Challenge: Take the material below and write it all out again exactly.

Listing:
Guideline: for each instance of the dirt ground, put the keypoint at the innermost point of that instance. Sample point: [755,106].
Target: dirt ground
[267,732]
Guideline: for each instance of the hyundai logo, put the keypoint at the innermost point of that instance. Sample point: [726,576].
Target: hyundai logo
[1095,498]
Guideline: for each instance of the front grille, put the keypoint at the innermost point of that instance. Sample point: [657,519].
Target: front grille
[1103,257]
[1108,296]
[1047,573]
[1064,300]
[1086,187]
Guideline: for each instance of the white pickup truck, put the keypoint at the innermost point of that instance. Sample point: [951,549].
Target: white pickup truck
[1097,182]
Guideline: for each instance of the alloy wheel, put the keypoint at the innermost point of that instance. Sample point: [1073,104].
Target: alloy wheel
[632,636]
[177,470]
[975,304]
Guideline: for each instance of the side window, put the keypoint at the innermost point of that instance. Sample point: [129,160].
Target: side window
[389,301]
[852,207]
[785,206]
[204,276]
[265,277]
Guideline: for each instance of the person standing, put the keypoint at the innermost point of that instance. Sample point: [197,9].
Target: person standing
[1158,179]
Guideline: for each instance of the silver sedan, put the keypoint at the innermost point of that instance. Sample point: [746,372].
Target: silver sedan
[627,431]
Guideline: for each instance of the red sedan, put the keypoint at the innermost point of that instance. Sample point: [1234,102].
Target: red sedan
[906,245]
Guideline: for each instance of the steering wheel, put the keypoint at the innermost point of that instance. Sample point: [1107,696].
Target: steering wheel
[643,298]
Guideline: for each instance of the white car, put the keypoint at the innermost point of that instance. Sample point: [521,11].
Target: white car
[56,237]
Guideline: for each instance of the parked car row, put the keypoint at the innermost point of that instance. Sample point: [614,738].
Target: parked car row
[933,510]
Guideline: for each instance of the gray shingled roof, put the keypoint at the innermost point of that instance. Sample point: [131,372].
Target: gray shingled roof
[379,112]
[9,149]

Finished answer:
Guideline: for each instance of the dirt ground, put the keypoint at the innermost point of that instance. Sample point: [755,106].
Target: dirt ground
[267,732]
Guideline: for each instance of the hyundai logo, put the keypoint at the innermost point of that instance. Sample point: [726,576].
Target: hyundai logo
[1095,498]
Guideline: for each instance of the front grille, put the keypoint at the innermost point of that instance. Sample point: [657,519].
Target: front grille
[1103,257]
[1108,296]
[1047,573]
[1064,300]
[1086,187]
Guideline: for each instance of the white pickup truck, put the keypoint at the innermost point of that instance. Sample point: [951,549].
Target: white pickup truck
[1097,182]
Guideline: for each instance of the alloy wheel, put the keypoint at the innermost point of that instance. Sample point: [1073,104].
Target: alloy wheel
[632,636]
[177,470]
[975,304]
Guideline: for each instance of the side window, put the keypoint at the innermost point of that instance. Sample point: [129,160].
Target: side window
[389,301]
[852,207]
[785,206]
[204,276]
[265,277]
Guideline: for each instance of the person standing, put the keypoint at the innermost point of that instance. Sample point: [197,9].
Target: person standing
[1158,179]
Guideline: for each instance of the silver sedan, put the keypoint at the innermost point of that instance. Sample point: [746,372].
Target: silver sedan
[627,431]
Guideline: for each instance of the red sedan, put the keypoint at the innermost point of that instance. Sample point: [1234,102].
Target: red sedan
[906,245]
Guideline: for each instance of the steering wheel, put the keypoint at the innermost point of that instance. Sample point: [1107,696].
Target: steering wheel
[643,298]
Guideline: for each instance of the white car, put the keypoint at the innermost point of that instance. Sample point: [521,11].
Target: white car
[56,237]
Guideline: for each instance of the parked car row, put the keypoint at the innermost point of that instance. Sample point: [614,738].
Target: parked car row
[933,510]
Guideline: for each instance of the gray shingled roof, put the keypoint at the innermost point of that instance. Sample point: [131,372].
Target: gray shingled roof
[379,112]
[9,149]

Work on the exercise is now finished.